**Task directions**: Could you write out the bear attack thread from "Sure does considering" to "nasty slug wound.", word for word?
BEGIN Source text
I'm trying eat a pizza here, and you ain't helping!!!! :--|


----------



## Finger_Mullet (Aug 19, 2005)

*Dang!!*

That would suck!!!

Darin


----------



## AtlantaKing (Jul 7, 2002)

I doubt those are the same set of pictures. I know for a fact that the last picture of the foot is a shotgun accident. You got this in an email recently, huh?


----------



## fyremanjef (Feb 17, 2005)

According to Snopes,,, its real.. except the shot gun to the foot 

http://www.snopes.com/photos/gruesome/polarbear.asp


----------



## saltandsand (Nov 29, 2007)

AtlantaKing said:


> I doubt those are the same set of pictures. I know for a fact that the last picture of the foot is a shotgun accident. You got this in an email recently, huh?


Yes, a friend who is in Maine sent it to me yesterday, not the person who was attacked in the Yukon. Never said I knew the person or fellow campers. I saw the Snopes link provided above about the last picture, which I thought to be a bit off key. But you know for a fact that the last one is different, huh?


----------



## saltandsand (Nov 29, 2007)

fyremanjef said:


> According to Snopes,,, its real.. except the shot gun to the foot
> 
> http://www.snopes.com/photos/gruesome/polarbear.asp


I thought the last pic was a bit different with the focal length and general photographic presentation. Also questioned how a bear would cause such an injury without leaving teeth marks/slices or simply total removal of the foot. I don't have factual evidence to say it is not the same person/event but looks suspicious to me too.


----------



## fyremanjef (Feb 17, 2005)

Looks like this bear is hungry too...


----------



## saltandsand (Nov 29, 2007)

fyremanjef said:


> Looks like this bear is hungry too...


Sure does considering how worked up he looks when compared to the size of what he thinks is his next meal. Bears can be gruesome. What was the name of that naturalist who lived with them for months, saying he was protecting them from poachers, and he was ultimately killed by one of them?


----------



## Mdt1992 (Sep 3, 2007)

the last one does look like a nasty slug wound.

bet he doesnt go back out and sleep in a tent


----------



## fyremanjef (Feb 17, 2005)




----------



## saltandsand (Nov 29, 2007)

fyremanjef said:


>


*"Dirty mouth? Clean it up with Orbit Gum Mint Mojito"*


----------



## Ed K (Mar 1, 2007)

I saw that report and pictures at least a year ago so it hasn't just happened.


----------
END Source text
BEGIN Material provided
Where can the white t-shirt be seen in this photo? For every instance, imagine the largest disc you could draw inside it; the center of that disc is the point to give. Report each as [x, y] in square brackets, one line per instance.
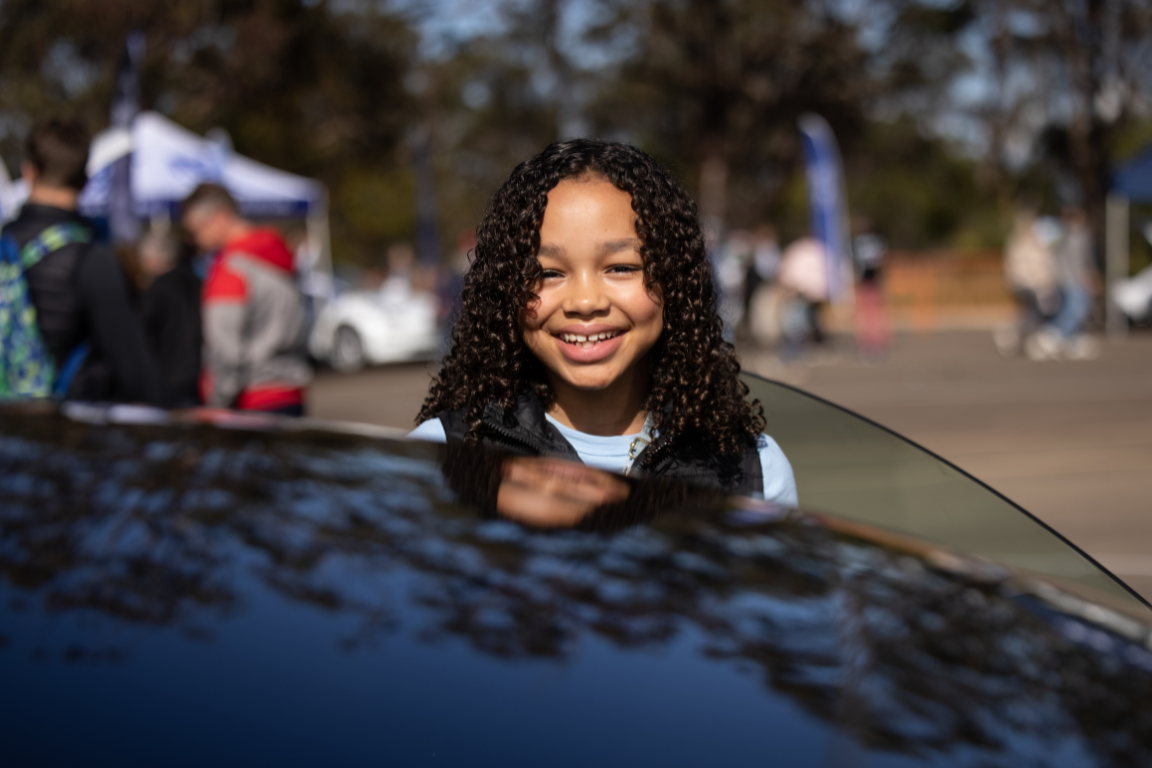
END Material provided
**Task output**:
Sure does considering how worked up he looks when compared to the size of what he thinks is his next meal. Bears can be gruesome. What was the name of that naturalist who lived with them for months, saying he was protecting them from poachers, and he was ultimately killed by one of them?


----------



## Mdt1992 (Sep 3, 2007)

the last one does look like a nasty slug wound.